Source extract:
_ _ _ _ _ _ _
How will SWIM enable emerging airspace users to deploy their services safely and efficiently


Peter Green, Head of Standardisation at EUROCONTROL, highlights the ways standardisation of SWIM services can support the development of the future ecosystem to accommodate emerging airspace users such as High-Altitude Platform Systems (HAPS), Urban Air Mobility (UAM), commercial space vehicles, supersonic airliners and drones.

When we talk about enabling the full range of new entrants, we need to consider the specificity of their operations and the data services required by these and existing users. Standardisation can help accelerate the deployment of data services by ensuring that new System Wide Information Management (SWIM) services can be deployed as new concepts emerge.

SWIM is the platform for quickly enabling new services based on agreed standards and best practices in information technology including a Service Oriented Approach (SOA). With SWIM, business services interoperability is enabled, focusing on all aspects related to harmonised exchange of information, from data exchange formats and protocols (syntactic interoperability), to information semantics, reducing deployment costs and time.

SWIM is here now

SWIM is already in operation with initial use mandated through the European Commission’s Pilot Common Project. The Network Manager (NM) has been a pioneer of SWIM deployment with the Business-to-Business (NM B2B) web services covering flight services (flight preparation, flight plan filing and management), airspace services (management and publication of airspace information), general information services and flow services (flow & capacity management).

In addition, air navigation service providers (ANSPs) and airports are also deploying SWIM services in various information domains

  • Aeronautical Information Management services like Map Information, Aeronautical Information Feature and Aeronautical Information Map are focused on the exchange of aeronautical information and the provision of digital maps to increase cooperation and functionality.
  • MET Hazard Service is focused on a harmonised, pan-European framework for weather information availability to all users that defines the services of exchanging weather phenomena data. Using the new access points, the MET data can be made available, improving planning, optimising flight paths and reducing delays. Its related services (en-route forecast, METAR, MET Report and terminal aerodrome forecasting (TAF)) aim for an increased interoperability via SWIM, and therefore they are proposed for standardisation.
_ _ _ _ _ _ _
Supplied entries:

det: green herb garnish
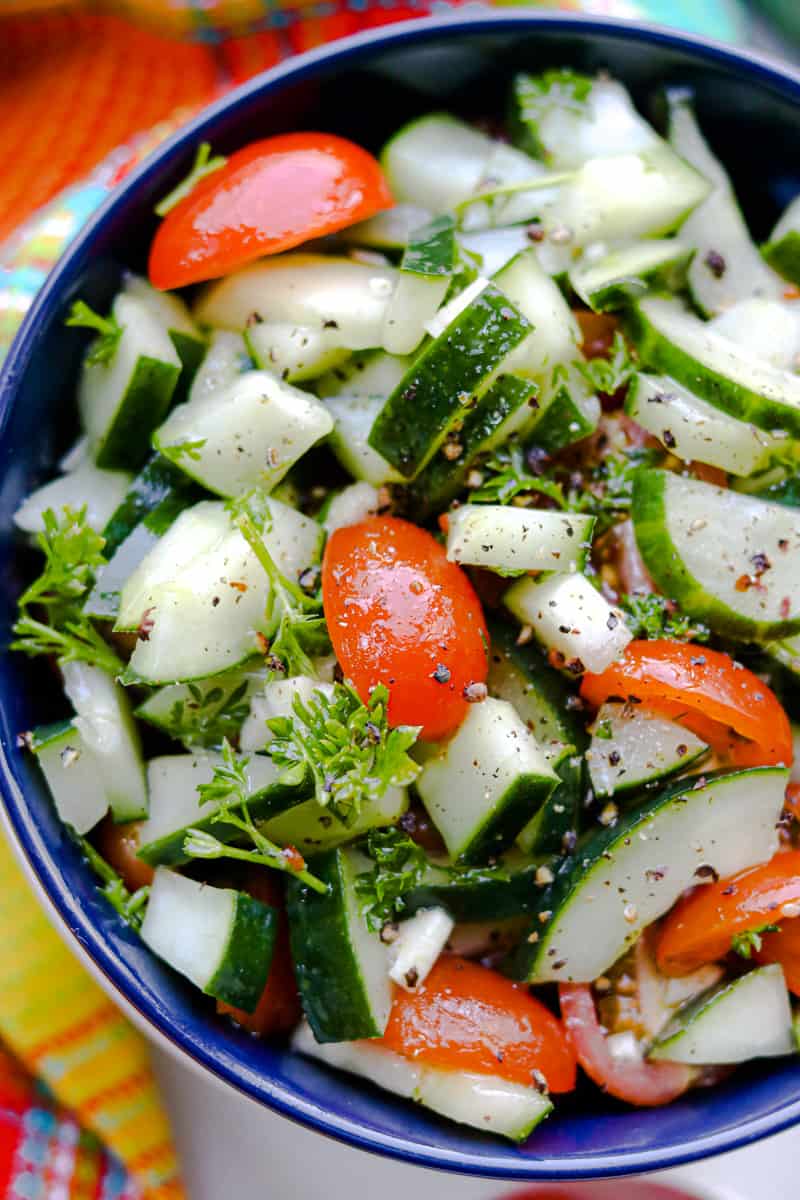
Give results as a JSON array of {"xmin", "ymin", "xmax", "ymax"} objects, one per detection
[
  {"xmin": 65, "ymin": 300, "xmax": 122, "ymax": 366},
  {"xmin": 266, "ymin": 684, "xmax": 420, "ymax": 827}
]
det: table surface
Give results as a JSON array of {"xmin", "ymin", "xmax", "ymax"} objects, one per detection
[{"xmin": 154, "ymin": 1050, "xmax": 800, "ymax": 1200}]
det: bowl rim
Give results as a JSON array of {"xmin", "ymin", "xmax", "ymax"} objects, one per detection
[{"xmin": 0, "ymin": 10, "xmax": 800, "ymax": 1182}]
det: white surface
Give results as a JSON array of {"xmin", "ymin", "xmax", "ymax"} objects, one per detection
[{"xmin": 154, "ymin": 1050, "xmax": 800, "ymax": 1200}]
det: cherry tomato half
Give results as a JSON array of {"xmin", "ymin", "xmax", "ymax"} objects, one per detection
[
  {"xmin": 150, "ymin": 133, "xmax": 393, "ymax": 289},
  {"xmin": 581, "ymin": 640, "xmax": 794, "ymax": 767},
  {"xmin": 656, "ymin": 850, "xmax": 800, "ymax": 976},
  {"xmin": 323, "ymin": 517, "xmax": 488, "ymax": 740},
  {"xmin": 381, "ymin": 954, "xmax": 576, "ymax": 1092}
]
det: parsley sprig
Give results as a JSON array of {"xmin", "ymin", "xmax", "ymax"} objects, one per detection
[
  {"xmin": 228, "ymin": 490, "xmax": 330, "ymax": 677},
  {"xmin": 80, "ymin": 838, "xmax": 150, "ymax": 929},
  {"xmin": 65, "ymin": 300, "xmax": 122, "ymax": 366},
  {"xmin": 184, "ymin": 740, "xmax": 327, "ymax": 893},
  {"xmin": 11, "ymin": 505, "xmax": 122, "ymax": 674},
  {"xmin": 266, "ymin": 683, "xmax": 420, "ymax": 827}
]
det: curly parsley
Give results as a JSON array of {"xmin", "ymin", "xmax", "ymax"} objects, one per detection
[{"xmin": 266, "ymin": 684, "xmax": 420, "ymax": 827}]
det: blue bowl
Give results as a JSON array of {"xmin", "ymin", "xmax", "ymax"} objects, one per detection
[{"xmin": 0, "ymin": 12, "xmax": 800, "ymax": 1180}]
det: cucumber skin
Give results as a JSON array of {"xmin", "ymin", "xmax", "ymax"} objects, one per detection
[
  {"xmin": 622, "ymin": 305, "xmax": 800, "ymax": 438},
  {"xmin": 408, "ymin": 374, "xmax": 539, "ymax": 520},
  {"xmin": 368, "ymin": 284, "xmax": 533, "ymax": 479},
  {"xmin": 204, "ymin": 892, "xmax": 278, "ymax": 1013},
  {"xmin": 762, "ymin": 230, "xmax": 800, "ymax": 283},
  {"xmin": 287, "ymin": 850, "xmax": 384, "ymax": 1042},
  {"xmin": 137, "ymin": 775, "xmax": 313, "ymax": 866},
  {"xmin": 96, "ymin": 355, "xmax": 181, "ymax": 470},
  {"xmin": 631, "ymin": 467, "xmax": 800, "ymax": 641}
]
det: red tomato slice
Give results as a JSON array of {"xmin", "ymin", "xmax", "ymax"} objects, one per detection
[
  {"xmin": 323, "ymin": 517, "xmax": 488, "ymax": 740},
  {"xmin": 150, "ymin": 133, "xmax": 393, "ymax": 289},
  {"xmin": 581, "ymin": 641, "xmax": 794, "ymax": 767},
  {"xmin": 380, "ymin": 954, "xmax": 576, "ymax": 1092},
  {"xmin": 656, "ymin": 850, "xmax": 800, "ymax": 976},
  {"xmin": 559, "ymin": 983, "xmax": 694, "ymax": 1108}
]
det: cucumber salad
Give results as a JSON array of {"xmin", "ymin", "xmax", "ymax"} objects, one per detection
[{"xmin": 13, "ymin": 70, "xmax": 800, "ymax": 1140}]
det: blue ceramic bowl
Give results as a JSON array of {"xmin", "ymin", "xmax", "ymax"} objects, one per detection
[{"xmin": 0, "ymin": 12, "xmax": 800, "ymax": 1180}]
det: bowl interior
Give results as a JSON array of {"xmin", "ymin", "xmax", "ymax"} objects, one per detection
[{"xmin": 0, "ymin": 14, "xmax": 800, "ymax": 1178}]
_ _ _ _ _ _ _
Goals:
1) Translate this sentence from the SWIM article into Spanish: "SWIM is already in operation with initial use mandated through the European Commission’s Pilot Common Project."
2) Locate every line of the entries that contains the string "bowl", and copy each one out, treating uppercase and lowercase as different.

Outputs in order:
1) SWIM ya está en funcionamiento, con un uso inicial obligatorio establecido a través del Proyecto Común Piloto de la Comisión Europea.

2)
det: bowl rim
det: blue bowl
det: blue ceramic bowl
det: bowl interior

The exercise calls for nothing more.